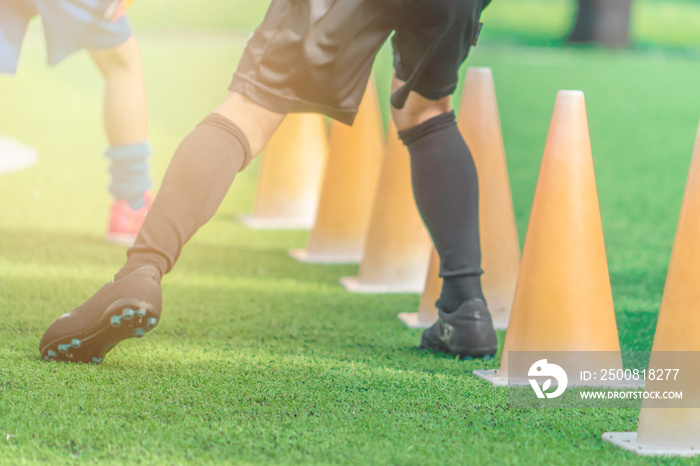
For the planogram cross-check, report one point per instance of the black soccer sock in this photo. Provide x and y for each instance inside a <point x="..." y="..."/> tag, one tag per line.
<point x="198" y="177"/>
<point x="446" y="190"/>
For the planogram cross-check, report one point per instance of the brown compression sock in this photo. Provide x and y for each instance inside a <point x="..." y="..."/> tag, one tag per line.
<point x="198" y="177"/>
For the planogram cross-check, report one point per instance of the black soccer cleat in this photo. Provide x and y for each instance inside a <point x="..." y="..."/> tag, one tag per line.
<point x="122" y="309"/>
<point x="467" y="332"/>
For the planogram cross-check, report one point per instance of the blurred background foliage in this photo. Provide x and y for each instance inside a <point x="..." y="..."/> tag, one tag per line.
<point x="653" y="24"/>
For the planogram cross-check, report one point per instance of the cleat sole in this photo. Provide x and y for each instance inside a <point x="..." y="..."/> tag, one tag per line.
<point x="124" y="319"/>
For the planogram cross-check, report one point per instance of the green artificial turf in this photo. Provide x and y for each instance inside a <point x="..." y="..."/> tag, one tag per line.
<point x="261" y="359"/>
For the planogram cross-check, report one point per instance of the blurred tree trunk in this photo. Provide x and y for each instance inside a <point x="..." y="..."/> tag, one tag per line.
<point x="604" y="22"/>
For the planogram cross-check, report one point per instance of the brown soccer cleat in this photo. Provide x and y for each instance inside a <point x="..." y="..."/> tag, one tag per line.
<point x="125" y="308"/>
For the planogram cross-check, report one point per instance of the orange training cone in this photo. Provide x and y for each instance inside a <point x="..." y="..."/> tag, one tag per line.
<point x="427" y="312"/>
<point x="675" y="430"/>
<point x="289" y="180"/>
<point x="348" y="188"/>
<point x="397" y="248"/>
<point x="480" y="126"/>
<point x="563" y="301"/>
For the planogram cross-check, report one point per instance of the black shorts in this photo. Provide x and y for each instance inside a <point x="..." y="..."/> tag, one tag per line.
<point x="317" y="55"/>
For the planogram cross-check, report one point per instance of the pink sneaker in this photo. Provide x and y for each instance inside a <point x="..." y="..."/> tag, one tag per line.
<point x="125" y="222"/>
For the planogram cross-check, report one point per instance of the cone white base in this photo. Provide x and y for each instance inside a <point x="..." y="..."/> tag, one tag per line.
<point x="15" y="156"/>
<point x="258" y="223"/>
<point x="354" y="285"/>
<point x="628" y="441"/>
<point x="415" y="320"/>
<point x="302" y="255"/>
<point x="492" y="375"/>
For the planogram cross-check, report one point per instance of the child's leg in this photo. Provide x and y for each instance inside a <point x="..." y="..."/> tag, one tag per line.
<point x="199" y="175"/>
<point x="445" y="186"/>
<point x="125" y="111"/>
<point x="125" y="120"/>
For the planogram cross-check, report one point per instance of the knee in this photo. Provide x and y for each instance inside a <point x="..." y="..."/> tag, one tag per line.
<point x="123" y="57"/>
<point x="418" y="110"/>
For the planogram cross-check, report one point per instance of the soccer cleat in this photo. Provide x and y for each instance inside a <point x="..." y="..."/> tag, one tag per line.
<point x="467" y="332"/>
<point x="124" y="222"/>
<point x="126" y="308"/>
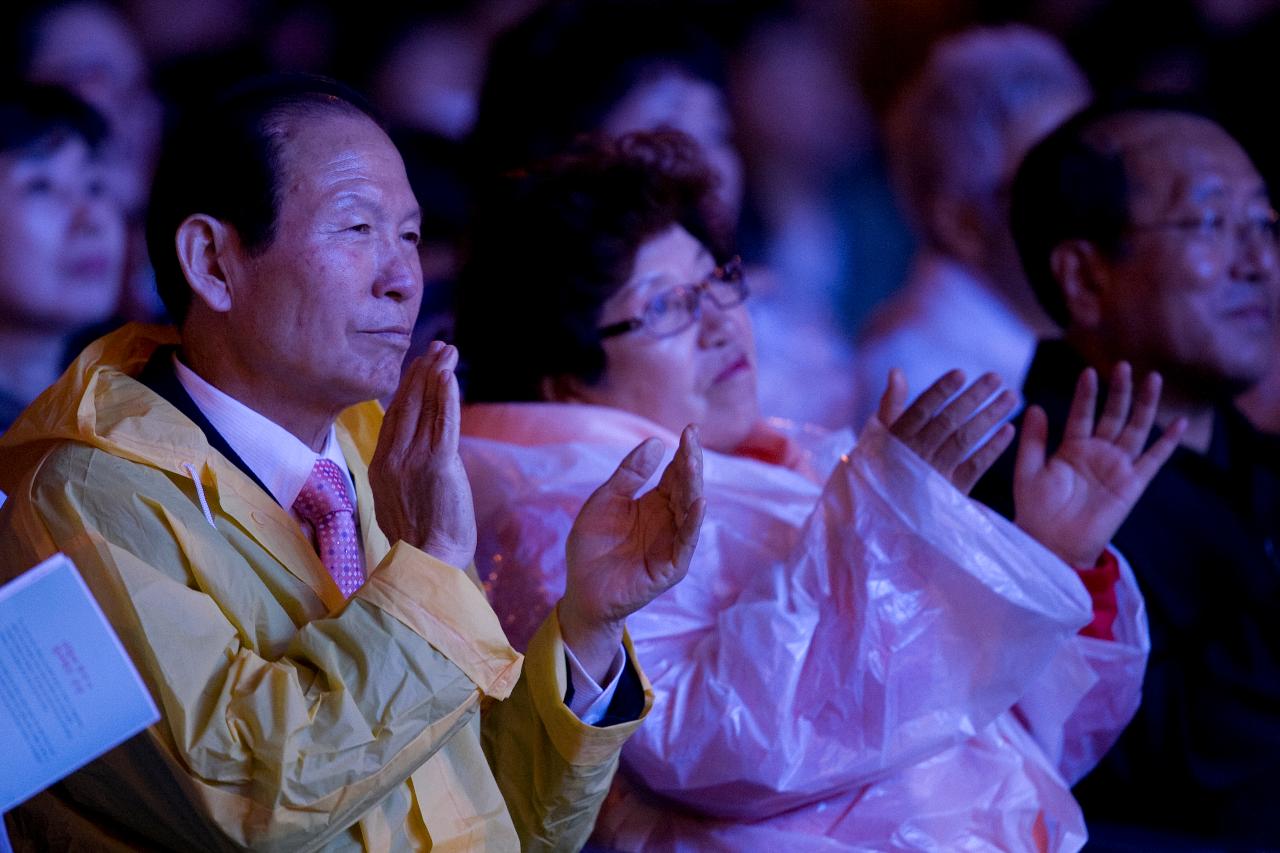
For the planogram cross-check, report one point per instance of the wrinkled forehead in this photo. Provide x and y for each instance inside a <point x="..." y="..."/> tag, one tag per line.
<point x="1174" y="160"/>
<point x="323" y="150"/>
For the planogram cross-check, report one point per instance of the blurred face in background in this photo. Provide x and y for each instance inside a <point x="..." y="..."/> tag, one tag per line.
<point x="673" y="99"/>
<point x="704" y="374"/>
<point x="90" y="49"/>
<point x="62" y="252"/>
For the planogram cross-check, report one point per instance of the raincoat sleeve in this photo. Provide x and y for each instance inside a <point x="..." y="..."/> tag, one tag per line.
<point x="280" y="737"/>
<point x="1083" y="699"/>
<point x="580" y="758"/>
<point x="807" y="656"/>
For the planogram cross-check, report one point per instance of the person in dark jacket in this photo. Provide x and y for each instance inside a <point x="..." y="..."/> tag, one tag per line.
<point x="1150" y="237"/>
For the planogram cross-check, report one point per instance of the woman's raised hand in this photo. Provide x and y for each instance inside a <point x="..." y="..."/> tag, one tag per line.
<point x="947" y="428"/>
<point x="625" y="551"/>
<point x="1075" y="500"/>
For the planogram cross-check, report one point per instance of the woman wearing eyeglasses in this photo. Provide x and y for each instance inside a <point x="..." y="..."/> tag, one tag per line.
<point x="860" y="656"/>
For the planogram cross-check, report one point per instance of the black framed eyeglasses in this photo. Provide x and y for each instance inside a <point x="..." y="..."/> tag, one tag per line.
<point x="1215" y="227"/>
<point x="679" y="308"/>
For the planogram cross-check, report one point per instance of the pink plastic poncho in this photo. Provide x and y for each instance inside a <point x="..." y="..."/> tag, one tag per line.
<point x="859" y="658"/>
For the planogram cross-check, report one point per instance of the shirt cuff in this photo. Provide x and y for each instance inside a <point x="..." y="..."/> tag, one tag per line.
<point x="588" y="699"/>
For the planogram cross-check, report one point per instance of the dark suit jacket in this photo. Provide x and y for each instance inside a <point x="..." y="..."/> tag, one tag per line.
<point x="1202" y="756"/>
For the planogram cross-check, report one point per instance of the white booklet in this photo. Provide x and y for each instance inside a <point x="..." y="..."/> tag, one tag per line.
<point x="68" y="690"/>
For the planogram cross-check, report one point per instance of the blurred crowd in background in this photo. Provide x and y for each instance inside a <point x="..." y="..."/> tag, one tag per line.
<point x="864" y="146"/>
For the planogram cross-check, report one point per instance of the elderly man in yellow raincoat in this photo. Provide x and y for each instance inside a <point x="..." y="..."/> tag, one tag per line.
<point x="300" y="711"/>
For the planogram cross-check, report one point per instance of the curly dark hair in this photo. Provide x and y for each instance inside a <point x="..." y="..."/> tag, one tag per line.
<point x="554" y="242"/>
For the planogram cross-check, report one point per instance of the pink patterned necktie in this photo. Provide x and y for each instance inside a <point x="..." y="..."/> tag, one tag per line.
<point x="325" y="506"/>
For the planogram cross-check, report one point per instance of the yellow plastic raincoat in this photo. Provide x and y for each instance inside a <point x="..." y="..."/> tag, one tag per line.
<point x="289" y="719"/>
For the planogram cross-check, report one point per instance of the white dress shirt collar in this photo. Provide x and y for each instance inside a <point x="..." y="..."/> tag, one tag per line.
<point x="275" y="455"/>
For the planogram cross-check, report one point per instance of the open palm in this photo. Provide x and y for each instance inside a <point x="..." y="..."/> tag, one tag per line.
<point x="1074" y="501"/>
<point x="624" y="551"/>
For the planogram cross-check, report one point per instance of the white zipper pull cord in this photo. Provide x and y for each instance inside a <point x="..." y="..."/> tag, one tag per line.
<point x="200" y="493"/>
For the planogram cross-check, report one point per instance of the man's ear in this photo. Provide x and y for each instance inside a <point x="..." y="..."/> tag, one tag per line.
<point x="205" y="246"/>
<point x="1080" y="272"/>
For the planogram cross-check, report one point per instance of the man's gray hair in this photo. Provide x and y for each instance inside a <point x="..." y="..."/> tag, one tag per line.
<point x="947" y="129"/>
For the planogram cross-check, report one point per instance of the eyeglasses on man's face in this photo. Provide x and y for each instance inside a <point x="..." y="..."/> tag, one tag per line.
<point x="679" y="308"/>
<point x="1215" y="227"/>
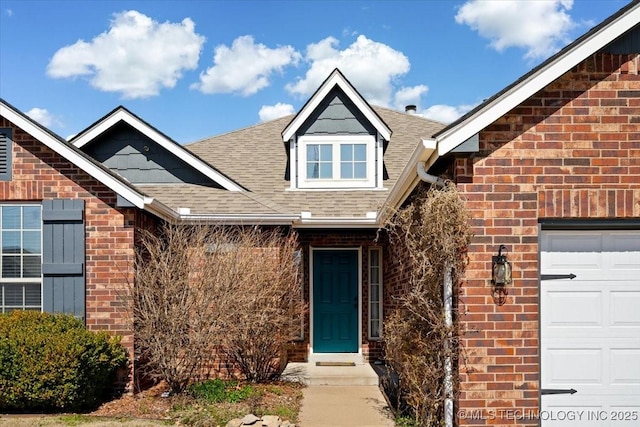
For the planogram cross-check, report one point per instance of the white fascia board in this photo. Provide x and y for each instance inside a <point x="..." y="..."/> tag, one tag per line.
<point x="337" y="79"/>
<point x="426" y="151"/>
<point x="230" y="219"/>
<point x="137" y="199"/>
<point x="163" y="141"/>
<point x="450" y="139"/>
<point x="318" y="222"/>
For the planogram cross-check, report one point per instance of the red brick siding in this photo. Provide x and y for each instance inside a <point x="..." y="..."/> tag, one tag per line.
<point x="39" y="173"/>
<point x="570" y="151"/>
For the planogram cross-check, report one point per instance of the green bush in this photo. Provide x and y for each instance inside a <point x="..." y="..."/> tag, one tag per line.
<point x="51" y="362"/>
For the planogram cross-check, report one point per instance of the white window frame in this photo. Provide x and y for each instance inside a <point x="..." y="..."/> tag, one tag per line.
<point x="380" y="301"/>
<point x="20" y="280"/>
<point x="371" y="180"/>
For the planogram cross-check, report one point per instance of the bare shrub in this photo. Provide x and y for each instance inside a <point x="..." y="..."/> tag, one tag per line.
<point x="429" y="236"/>
<point x="198" y="287"/>
<point x="266" y="292"/>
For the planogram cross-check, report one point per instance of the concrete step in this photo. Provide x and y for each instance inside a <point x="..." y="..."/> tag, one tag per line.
<point x="311" y="374"/>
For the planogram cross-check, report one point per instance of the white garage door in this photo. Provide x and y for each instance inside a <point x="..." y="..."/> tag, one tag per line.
<point x="590" y="328"/>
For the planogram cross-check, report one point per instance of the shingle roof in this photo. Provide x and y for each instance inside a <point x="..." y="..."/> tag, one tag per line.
<point x="256" y="158"/>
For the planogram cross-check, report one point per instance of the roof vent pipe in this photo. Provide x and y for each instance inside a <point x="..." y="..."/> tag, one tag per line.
<point x="431" y="179"/>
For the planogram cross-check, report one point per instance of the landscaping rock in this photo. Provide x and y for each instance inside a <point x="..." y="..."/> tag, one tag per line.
<point x="249" y="420"/>
<point x="271" y="421"/>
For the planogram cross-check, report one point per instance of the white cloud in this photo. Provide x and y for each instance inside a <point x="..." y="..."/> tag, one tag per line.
<point x="446" y="113"/>
<point x="245" y="67"/>
<point x="272" y="112"/>
<point x="541" y="27"/>
<point x="409" y="96"/>
<point x="42" y="116"/>
<point x="137" y="57"/>
<point x="370" y="66"/>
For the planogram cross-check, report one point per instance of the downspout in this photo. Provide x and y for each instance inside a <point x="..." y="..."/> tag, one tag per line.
<point x="431" y="179"/>
<point x="447" y="286"/>
<point x="447" y="291"/>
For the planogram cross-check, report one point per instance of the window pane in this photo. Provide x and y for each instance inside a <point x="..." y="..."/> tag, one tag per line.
<point x="375" y="329"/>
<point x="326" y="170"/>
<point x="31" y="266"/>
<point x="13" y="295"/>
<point x="313" y="153"/>
<point x="326" y="154"/>
<point x="32" y="294"/>
<point x="11" y="217"/>
<point x="374" y="293"/>
<point x="346" y="170"/>
<point x="312" y="170"/>
<point x="360" y="170"/>
<point x="31" y="217"/>
<point x="11" y="242"/>
<point x="10" y="266"/>
<point x="360" y="152"/>
<point x="346" y="152"/>
<point x="31" y="242"/>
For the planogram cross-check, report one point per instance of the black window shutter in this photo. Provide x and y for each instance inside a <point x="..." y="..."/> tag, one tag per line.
<point x="5" y="154"/>
<point x="63" y="257"/>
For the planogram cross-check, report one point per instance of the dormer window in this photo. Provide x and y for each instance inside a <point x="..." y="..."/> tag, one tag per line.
<point x="337" y="161"/>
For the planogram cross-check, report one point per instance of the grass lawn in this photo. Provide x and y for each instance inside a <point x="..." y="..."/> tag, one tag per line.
<point x="212" y="403"/>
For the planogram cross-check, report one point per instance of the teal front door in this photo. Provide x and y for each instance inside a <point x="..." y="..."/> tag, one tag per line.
<point x="335" y="301"/>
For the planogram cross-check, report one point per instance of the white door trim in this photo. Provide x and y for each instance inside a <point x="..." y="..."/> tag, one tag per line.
<point x="317" y="356"/>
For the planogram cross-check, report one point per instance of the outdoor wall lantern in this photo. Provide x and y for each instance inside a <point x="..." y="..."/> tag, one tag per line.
<point x="500" y="276"/>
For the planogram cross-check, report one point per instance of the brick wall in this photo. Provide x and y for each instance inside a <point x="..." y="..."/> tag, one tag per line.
<point x="39" y="173"/>
<point x="570" y="151"/>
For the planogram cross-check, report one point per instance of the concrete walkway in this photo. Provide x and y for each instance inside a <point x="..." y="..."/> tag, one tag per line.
<point x="340" y="396"/>
<point x="344" y="406"/>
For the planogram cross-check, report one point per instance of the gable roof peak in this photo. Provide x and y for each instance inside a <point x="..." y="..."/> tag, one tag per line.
<point x="336" y="79"/>
<point x="122" y="115"/>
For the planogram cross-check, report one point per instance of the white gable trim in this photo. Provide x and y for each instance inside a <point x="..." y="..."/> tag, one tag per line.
<point x="336" y="79"/>
<point x="136" y="198"/>
<point x="451" y="138"/>
<point x="123" y="115"/>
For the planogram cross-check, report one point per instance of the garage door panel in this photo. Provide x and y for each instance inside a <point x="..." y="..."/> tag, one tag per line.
<point x="625" y="366"/>
<point x="624" y="309"/>
<point x="573" y="308"/>
<point x="566" y="366"/>
<point x="590" y="326"/>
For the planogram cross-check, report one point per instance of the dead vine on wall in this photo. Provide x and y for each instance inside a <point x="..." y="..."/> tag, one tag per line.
<point x="426" y="236"/>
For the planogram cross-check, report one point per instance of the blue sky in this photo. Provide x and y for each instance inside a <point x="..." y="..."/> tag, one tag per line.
<point x="194" y="69"/>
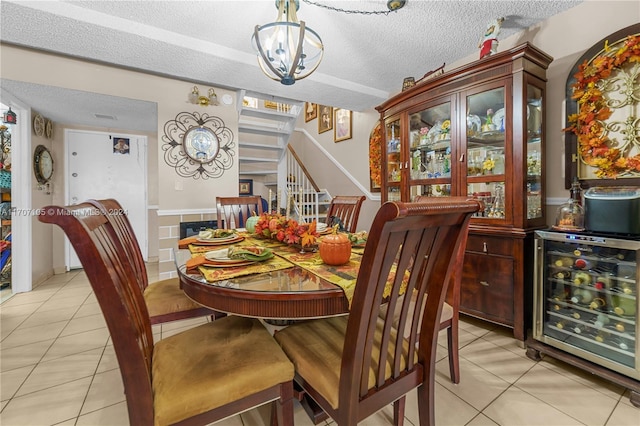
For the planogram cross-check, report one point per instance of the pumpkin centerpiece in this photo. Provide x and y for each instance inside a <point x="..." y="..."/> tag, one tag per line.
<point x="335" y="248"/>
<point x="250" y="223"/>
:::
■ Exercise directions ■
Write out exactly, and nothing more than, the lines of the entries above from the line containing "the concrete walkway" through the final line; omit any pictures.

■ Answer in full ■
For the planogram cross-check, report one point per instance of the concrete walkway in this photo. Provide x and y for each instance inside a <point x="..." y="..."/> tag, one tag per line.
<point x="340" y="396"/>
<point x="344" y="406"/>
For the planogram cross-check, report one point per instance of the gable roof peak in this photo. Provide x and y for each instance inside a <point x="..." y="..."/> tag, one tag per line.
<point x="336" y="79"/>
<point x="122" y="115"/>
For the planogram cross-check, report one point per instance of the white gable trim in this photo. Provide x and y for each instance inside a <point x="..." y="..."/> tag, one tag per line.
<point x="336" y="79"/>
<point x="136" y="198"/>
<point x="451" y="138"/>
<point x="123" y="115"/>
For the planogram cross-check, report one point per instance of the garage door panel in this photo. Provide x and y for each instance inside a <point x="..." y="..."/> tag, one tag per line.
<point x="625" y="366"/>
<point x="624" y="309"/>
<point x="573" y="308"/>
<point x="566" y="366"/>
<point x="590" y="326"/>
For the planogram cross-check, report one point per instance of the dead vine on wall in this photo. Provide x and y for each instance inside a <point x="..." y="..."/> tag, one tag per line.
<point x="426" y="236"/>
For the planogram cross-check, report one point per instance of the blue sky in this photo. Provide x and y for each instance inside a <point x="..." y="..."/> tag, one tag per line.
<point x="194" y="69"/>
For the planogram cross-check, report one point per instance of the pumpkin centerpiece in this photo. Provide x and y for each instance inside a <point x="..." y="..."/> tag, one tag per line.
<point x="335" y="248"/>
<point x="250" y="223"/>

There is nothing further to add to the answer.